= Beginning of Section =
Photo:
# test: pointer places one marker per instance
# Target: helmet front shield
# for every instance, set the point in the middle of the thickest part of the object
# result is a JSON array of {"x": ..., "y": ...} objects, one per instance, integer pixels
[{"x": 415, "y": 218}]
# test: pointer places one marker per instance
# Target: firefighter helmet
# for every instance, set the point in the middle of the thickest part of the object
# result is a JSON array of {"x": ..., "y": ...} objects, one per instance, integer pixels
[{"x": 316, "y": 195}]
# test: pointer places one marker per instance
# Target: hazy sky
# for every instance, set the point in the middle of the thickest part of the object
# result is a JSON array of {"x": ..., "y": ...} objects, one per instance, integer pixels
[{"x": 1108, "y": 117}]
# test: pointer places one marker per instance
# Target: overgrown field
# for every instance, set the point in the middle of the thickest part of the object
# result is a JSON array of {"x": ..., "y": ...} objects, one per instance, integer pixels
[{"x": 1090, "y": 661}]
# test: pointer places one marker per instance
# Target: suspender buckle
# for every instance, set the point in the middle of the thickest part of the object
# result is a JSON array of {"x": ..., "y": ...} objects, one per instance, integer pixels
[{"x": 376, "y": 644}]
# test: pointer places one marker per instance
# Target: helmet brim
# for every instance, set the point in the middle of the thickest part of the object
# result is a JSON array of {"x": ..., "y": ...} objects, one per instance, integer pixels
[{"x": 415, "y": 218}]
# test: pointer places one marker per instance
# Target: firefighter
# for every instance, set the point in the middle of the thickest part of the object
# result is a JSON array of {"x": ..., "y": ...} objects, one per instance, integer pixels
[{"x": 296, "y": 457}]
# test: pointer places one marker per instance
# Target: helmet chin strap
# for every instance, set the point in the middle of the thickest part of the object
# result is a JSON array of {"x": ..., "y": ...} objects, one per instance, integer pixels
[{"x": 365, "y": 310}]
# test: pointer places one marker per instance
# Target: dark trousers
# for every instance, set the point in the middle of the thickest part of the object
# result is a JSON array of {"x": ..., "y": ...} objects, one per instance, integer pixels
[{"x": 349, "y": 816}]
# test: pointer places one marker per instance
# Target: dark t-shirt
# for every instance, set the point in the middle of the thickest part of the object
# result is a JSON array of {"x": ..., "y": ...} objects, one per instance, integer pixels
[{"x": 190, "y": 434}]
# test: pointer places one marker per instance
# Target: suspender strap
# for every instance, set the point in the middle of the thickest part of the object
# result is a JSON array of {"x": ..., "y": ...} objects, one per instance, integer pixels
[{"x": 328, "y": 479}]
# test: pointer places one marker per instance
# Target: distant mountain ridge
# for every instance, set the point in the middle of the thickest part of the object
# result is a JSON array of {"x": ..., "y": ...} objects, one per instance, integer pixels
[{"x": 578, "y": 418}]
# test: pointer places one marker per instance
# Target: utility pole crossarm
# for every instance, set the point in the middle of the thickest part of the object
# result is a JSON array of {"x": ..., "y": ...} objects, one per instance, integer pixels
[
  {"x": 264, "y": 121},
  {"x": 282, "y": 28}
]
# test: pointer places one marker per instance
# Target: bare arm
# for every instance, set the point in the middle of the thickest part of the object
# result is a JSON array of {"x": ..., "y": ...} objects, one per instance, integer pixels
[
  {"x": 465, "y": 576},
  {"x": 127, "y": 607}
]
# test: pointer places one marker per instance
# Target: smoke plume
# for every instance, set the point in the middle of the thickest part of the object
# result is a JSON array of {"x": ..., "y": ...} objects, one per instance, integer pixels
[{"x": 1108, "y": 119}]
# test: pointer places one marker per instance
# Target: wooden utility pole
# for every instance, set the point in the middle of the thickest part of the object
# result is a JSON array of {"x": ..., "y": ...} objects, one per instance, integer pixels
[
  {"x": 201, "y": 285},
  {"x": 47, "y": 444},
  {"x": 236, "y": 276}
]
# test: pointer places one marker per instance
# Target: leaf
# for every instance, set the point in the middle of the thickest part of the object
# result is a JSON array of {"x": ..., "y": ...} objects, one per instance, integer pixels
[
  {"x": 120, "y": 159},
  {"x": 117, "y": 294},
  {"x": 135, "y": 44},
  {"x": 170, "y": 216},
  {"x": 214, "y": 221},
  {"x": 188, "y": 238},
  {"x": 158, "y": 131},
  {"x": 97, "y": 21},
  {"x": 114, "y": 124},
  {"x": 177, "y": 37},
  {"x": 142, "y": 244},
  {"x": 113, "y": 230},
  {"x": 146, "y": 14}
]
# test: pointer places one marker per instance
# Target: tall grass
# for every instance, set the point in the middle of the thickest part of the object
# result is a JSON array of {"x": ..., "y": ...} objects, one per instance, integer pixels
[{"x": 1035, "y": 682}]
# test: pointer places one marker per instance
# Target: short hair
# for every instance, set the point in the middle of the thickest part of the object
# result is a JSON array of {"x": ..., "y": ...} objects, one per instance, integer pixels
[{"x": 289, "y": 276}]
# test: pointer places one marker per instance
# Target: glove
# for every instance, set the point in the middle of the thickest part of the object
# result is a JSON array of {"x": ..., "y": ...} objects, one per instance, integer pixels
= End of Section =
> Exercise
Which lines in the data above hold the word "firefighter"? Return each of them.

> Expected answer
# Target: firefighter helmet
# Target: firefighter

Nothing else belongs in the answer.